A student moves to the city to research Gothic nudes, renting an apartment from a painter, Agnes, who lives in another town with her husband. One day, Agnes arrives in the city and settles into the upstairs studio.
In their meetings on the stairs, in the studio, at the corner café, the kitchen at dawn, Agnes tells stories of her youth, her family, her marriage, and ideas for her art - which is always just about to be created. As the months pass, it becomes clear that Agnes might not have a place to return to. The student is increasingly aware of Agnes's disintegration. Her stories are frenetic; her art scattered and unfinished, white paint on a white canvas.
What emerges is the menacing sense that every life is always at the edge of disaster, no matter its seeming stability. Alongside the research into human figures, the student is learning, from a cool distance, about the narrow divide between happiness and resentment, creativity and madness, contentment and chaos.
White on White is a sharp exploration of empathy and cruelty, and the stunning discovery of what it means to be truly vulnerable, and laid bare.
Reviews
Praise for White on White“Savas sets up the novel’s key theme: the knotty business of imaginative sympathy, of discovering how other perspectives might intersect with — and come to influence — our own . . . suggests that art reflects the spirit, that even without our knowledge, changes in the way we express ourselves mirror the condition of our souls . . . The titular white-on-white painting arrives midway through the novel, revealing the artist on a precipice . . . the entire world of “White on White” is selectively outlined. What of it exists exists in crisp, clean prose . . . this intangibility merely points us to the real site of the novel: the deeply psychological conversations with Agnes . . . the narrator is drawn into Agnes’s mental world, in all of its turmoil, yet, with a strange coolness, resists providing the compassion and reassurance Agnes seems to so desperately seek. The results of this thwarted intimacy move the story inexorably toward a finale that, for a book so invested in visual art, feels surprisingly most like an act of literary revenge." —Larissa Pham, New York Times Book Review
“In the middle ages, human skin was seen as a blanket stretched to cover a secret, inner life, writes Ayşegül Savaş. Reading White on White for me is like an outer skin which you open layer by layer as you read; gentle, mysterious and profound.”

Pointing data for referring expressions
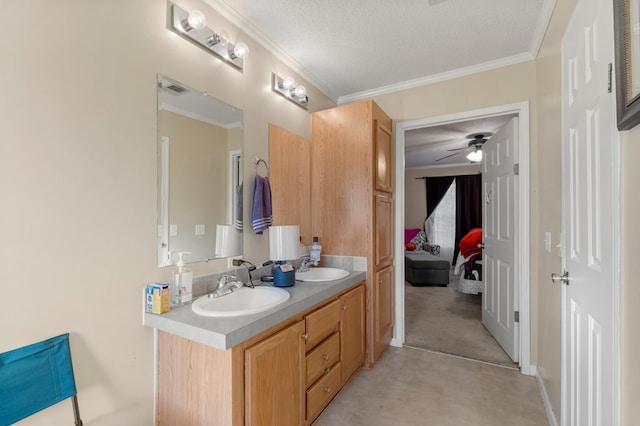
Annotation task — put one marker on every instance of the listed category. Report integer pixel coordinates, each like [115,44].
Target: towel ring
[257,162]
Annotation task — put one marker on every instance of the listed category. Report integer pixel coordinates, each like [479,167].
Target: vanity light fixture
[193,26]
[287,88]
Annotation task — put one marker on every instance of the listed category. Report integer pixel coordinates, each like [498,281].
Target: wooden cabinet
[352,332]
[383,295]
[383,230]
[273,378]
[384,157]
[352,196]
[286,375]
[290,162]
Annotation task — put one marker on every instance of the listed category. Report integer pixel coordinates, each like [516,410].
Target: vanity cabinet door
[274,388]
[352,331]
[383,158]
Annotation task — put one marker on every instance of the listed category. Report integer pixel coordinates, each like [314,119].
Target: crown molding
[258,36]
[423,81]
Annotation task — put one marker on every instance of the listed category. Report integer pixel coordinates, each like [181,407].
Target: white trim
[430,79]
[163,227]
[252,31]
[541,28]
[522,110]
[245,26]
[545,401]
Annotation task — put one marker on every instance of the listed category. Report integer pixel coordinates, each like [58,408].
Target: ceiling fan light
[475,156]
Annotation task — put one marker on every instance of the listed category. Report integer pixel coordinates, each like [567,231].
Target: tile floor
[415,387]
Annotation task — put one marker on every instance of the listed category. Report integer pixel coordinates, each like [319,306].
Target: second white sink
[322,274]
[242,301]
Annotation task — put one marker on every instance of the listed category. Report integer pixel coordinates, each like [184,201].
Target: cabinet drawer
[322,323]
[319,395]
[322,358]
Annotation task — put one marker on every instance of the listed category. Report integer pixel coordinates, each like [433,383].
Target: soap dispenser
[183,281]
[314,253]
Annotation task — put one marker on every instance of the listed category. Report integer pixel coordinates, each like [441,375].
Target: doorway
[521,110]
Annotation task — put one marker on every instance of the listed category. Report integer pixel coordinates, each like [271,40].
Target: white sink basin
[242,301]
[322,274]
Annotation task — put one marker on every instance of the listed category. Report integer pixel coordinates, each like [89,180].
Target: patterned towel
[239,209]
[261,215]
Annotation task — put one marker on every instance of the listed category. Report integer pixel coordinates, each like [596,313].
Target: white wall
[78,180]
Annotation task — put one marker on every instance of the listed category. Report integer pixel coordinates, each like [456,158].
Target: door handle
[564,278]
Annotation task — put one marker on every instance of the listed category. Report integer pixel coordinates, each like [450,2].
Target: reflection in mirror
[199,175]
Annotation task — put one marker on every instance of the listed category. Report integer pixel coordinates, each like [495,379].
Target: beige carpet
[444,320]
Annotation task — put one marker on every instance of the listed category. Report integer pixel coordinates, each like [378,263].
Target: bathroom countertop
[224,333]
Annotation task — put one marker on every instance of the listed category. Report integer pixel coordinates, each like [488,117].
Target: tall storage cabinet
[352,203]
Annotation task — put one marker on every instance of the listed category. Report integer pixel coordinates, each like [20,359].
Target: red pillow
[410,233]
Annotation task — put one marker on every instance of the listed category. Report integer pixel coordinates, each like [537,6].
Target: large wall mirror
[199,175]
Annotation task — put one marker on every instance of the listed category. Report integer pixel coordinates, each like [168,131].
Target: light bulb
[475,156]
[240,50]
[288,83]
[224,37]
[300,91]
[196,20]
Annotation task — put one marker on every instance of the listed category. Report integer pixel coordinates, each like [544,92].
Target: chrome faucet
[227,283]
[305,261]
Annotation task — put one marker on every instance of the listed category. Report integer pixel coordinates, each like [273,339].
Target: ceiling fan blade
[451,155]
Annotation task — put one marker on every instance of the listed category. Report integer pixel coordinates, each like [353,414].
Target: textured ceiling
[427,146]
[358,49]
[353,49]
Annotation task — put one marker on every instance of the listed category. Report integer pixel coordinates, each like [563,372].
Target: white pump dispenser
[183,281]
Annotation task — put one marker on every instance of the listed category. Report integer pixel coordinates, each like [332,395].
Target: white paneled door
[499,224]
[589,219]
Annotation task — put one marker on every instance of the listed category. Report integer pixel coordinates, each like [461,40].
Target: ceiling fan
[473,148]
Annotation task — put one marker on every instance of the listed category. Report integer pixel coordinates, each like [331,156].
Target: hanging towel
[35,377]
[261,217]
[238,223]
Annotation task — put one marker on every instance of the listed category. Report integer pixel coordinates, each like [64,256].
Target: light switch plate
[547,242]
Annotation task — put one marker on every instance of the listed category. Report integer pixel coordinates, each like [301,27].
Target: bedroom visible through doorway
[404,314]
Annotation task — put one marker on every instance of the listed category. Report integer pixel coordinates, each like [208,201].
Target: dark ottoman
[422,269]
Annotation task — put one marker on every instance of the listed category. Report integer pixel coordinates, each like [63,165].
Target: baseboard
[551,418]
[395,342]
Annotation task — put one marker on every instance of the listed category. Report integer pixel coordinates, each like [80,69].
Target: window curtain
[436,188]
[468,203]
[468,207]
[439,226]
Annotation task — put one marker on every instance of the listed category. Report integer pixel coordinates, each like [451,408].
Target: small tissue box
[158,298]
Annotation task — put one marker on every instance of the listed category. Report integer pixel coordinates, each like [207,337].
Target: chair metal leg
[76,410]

--

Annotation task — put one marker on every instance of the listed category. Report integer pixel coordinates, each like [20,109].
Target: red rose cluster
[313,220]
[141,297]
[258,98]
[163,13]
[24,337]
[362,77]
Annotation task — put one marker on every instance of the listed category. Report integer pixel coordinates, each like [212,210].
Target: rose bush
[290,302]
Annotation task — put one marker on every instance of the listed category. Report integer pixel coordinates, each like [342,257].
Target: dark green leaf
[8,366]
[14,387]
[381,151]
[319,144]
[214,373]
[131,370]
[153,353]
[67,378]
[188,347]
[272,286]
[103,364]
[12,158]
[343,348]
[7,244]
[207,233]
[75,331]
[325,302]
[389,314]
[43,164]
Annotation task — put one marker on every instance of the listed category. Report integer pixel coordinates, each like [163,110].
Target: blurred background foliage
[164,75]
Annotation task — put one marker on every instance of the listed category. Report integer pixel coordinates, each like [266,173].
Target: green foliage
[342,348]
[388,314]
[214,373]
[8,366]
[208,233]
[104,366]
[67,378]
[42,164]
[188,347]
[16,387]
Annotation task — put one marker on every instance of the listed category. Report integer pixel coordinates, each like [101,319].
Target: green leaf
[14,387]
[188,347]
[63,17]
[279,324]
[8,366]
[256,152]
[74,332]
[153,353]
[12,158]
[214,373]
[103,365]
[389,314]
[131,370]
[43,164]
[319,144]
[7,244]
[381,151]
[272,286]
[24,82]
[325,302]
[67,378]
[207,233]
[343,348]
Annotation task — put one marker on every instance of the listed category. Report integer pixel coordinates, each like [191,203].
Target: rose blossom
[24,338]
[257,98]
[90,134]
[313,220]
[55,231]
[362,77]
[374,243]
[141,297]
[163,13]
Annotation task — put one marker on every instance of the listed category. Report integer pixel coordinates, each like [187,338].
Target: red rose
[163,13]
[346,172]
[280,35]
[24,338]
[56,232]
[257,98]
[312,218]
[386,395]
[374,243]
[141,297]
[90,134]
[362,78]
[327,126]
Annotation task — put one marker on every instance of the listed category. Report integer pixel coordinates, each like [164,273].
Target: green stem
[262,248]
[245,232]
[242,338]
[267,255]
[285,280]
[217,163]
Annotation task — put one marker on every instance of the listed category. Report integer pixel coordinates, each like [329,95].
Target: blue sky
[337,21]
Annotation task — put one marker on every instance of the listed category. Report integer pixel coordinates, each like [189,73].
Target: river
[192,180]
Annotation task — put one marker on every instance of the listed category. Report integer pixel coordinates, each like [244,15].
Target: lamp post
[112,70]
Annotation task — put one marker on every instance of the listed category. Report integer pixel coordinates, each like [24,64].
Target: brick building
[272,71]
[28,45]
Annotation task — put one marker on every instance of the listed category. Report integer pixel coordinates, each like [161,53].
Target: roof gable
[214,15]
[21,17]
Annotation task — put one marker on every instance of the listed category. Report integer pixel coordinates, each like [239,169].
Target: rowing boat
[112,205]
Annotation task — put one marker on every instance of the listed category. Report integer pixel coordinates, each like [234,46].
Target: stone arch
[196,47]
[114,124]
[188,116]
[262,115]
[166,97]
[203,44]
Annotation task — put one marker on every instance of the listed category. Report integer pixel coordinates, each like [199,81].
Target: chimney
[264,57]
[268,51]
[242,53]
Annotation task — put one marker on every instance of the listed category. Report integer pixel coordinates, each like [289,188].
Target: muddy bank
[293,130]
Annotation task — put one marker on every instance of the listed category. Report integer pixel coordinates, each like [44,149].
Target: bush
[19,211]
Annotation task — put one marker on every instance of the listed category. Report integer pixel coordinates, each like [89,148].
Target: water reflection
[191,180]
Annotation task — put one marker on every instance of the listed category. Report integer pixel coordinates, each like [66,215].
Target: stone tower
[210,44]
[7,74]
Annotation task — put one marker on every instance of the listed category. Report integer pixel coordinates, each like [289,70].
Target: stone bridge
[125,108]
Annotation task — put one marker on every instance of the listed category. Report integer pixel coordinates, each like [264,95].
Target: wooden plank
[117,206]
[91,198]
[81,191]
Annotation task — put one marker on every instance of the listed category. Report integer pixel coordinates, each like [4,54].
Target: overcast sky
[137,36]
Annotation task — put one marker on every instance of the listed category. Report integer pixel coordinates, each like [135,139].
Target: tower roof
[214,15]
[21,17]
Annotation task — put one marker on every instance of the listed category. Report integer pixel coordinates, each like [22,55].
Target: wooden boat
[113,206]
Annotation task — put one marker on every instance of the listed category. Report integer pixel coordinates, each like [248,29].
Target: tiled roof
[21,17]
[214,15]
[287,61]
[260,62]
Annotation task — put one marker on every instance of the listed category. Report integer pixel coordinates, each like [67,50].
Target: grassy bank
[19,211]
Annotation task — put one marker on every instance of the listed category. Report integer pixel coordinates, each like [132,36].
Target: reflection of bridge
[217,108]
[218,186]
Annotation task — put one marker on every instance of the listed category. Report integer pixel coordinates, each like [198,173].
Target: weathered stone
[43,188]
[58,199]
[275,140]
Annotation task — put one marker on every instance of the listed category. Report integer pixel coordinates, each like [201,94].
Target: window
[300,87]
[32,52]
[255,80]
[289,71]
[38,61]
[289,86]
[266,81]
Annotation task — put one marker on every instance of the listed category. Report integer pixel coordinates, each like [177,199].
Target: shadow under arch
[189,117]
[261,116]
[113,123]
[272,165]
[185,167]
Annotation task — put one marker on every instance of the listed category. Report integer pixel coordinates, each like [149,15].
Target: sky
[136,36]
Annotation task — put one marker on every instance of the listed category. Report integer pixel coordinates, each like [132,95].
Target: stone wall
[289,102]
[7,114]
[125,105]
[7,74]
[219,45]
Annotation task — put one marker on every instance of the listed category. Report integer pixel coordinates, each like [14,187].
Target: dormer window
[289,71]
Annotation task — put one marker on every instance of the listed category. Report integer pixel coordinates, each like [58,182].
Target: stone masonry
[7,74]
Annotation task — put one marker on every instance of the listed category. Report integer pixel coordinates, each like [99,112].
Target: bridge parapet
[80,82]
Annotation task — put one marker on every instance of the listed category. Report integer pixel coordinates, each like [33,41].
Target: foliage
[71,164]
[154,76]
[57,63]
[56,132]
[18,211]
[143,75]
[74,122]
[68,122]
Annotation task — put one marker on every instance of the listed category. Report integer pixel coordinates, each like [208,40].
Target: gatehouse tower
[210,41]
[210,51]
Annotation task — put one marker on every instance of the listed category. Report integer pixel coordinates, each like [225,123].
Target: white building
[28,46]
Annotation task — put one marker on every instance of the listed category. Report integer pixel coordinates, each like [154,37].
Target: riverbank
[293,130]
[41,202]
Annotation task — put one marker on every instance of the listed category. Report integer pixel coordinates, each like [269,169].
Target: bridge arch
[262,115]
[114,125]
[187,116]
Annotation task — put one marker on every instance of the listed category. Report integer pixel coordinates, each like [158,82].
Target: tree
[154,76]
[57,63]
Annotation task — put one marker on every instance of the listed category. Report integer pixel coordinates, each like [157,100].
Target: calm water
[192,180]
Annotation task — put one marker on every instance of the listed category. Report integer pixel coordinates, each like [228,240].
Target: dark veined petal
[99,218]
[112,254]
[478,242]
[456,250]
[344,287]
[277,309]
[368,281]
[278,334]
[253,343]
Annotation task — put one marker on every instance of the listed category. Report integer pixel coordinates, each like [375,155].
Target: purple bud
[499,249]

- _What you are asked to do_:
List the places where, according to the White on White description, Agnes and the student meet. The listing is separate material and has no connection to the White on White description.

- _Response area_:
- On the stairs
- In the studio
- At the corner café
- The kitchen at dawn